(Excerpts from a point labeling dataset)

======

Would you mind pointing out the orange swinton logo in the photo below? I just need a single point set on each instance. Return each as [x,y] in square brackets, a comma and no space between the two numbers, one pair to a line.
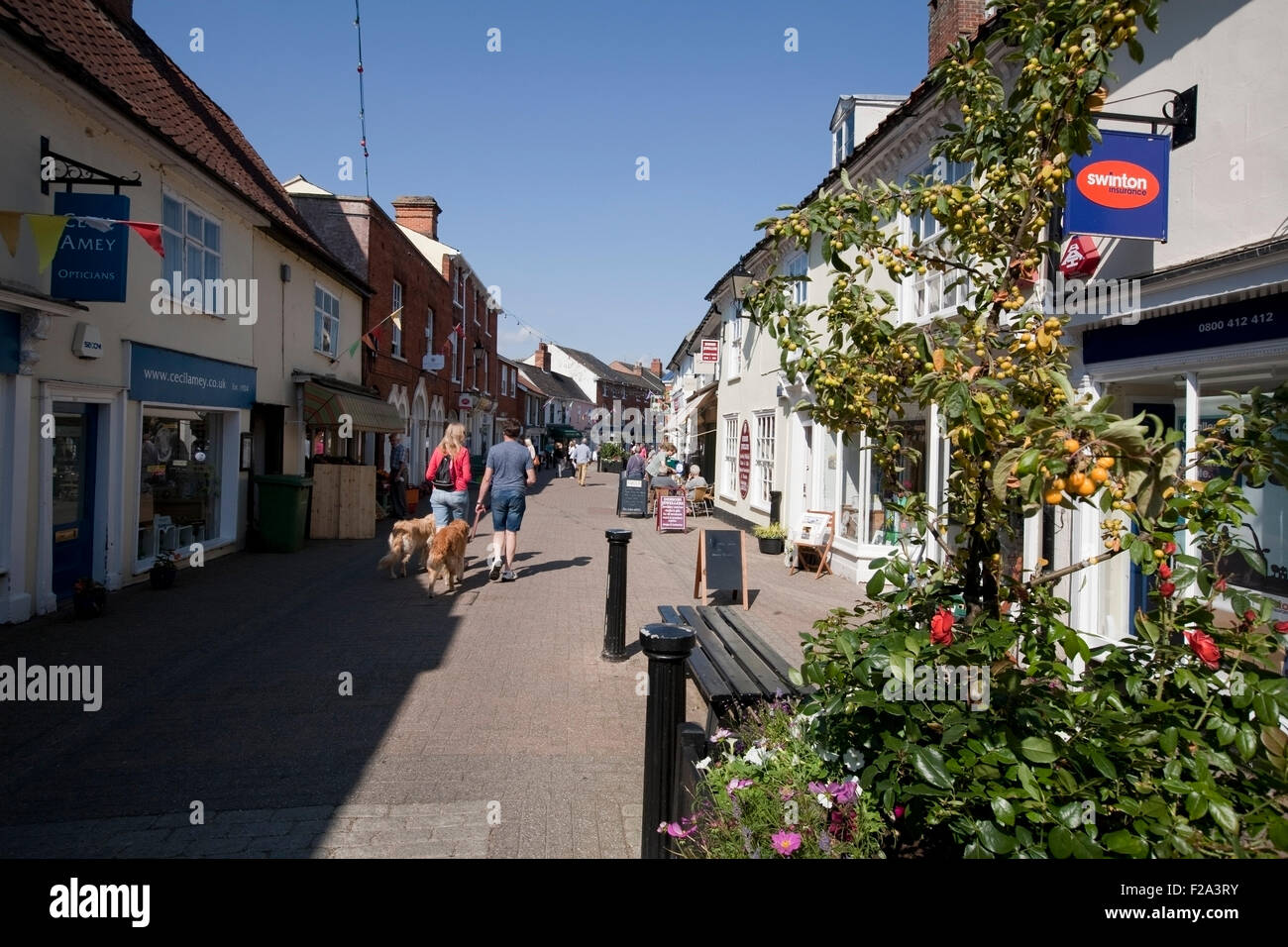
[1120,184]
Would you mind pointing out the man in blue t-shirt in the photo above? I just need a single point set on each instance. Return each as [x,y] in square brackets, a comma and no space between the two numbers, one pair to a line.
[509,474]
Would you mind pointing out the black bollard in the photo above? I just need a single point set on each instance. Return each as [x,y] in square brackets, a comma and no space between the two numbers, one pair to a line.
[666,647]
[614,599]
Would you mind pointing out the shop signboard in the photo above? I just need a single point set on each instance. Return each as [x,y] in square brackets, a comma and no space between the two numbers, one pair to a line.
[1244,321]
[178,377]
[1120,189]
[93,258]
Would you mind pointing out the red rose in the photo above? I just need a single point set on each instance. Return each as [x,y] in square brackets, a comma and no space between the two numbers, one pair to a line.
[941,626]
[1203,646]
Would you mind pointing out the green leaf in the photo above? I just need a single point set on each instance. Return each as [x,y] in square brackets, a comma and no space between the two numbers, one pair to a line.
[995,839]
[1060,841]
[876,583]
[1103,763]
[1038,749]
[928,764]
[1127,844]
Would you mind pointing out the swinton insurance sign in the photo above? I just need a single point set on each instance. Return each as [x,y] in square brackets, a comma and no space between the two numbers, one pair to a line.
[1120,189]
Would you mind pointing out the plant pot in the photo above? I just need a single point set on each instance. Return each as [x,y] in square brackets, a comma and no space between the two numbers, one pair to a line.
[162,578]
[89,604]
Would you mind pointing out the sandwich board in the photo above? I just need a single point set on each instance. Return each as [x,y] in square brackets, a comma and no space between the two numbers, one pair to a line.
[721,564]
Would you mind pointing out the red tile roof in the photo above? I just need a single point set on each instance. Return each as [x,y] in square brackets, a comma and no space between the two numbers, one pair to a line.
[120,63]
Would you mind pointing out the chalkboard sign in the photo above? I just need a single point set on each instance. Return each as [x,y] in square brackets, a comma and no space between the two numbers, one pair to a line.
[721,564]
[631,496]
[671,510]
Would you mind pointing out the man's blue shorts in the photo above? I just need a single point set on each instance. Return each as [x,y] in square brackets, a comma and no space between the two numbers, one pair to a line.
[507,506]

======

Task details: Rewrite every item above with "pointing out" swapped for "marking", keeping all other text unchanged. Leave the pictures out of your answer.

Result of the task:
Would you mind marking the orange swinton logo in the photo below? I just need a single point set on each instance. Return each as [x,y] in square brackets, a comma and no space between the two numbers, one pair to a line.
[1120,184]
Would you mind marking the man in blue t-shirt in the photo above? I just need a single point set on each instance. Return each as [x,y] in square brackets, a comma and no space between the two numbers, one pair to a line.
[509,474]
Would you mind marking the black bollard in the photo above? I just need a single point set on each instance. Return each as [x,y] in square brackets, a comma and no space between the two numbers, one pair to a line.
[666,647]
[614,599]
Would you mind marking the shop signboard in the photo above? I just need a single point set on each instance. Return each as [x,y] in square brackets, a comma and no space between the two numbers, one pair to a line.
[1244,321]
[178,377]
[1120,189]
[93,258]
Would you mind marking the red rose in the photo above? I just need a single point set on each instance. Return each as [x,y] in square brackets, a comma and no space between the two numbers, one pair to a line.
[941,626]
[1203,646]
Would you mind marking the green leaf in the photo above? I just need a single point set on each instance. Return each as [x,y] in square brackets, a comma and no space between the two numbers, one pair to a line.
[995,839]
[1060,841]
[876,583]
[1103,763]
[1038,749]
[928,764]
[1127,844]
Would you mind marking the swinton insurance sign in the photo above? I just need a single point set on each instance. Return each as [x,y] in square brackets, a comma and no space between the two numbers, one pair to a line.
[1120,189]
Would you mind marking the plant pot in the photo above? I just need a single point set on each instance. Return each as [x,y] in square brackets, a comma and no space between the two numbers, one pair to a line.
[162,578]
[89,604]
Would you mind marking the sandwich board in the photo above? I just need a single point set on each instance. Return each as [x,y] in square brackets, a comma and no space between the two numbers, one pair to a line.
[721,564]
Would you mind marking the red tile roof in the photo above? I just need a single point set on each instance. Return each as [x,y] in square brackets, a comma and no space between the two numbers, one pair to a line.
[120,63]
Would you mind marking the chalkboard sign in the photo above? I just need a single point set on each instance. Return each as [x,y] in square brackets, a comma and no space between the two numbers, one pair to a line.
[721,564]
[631,496]
[671,510]
Would you mind marking the man's blue shorts in the photo above? I just need a single point set on each instance. Return each as [x,y] in square brackets, a comma and no space between the two numbers, one pair to a line.
[507,506]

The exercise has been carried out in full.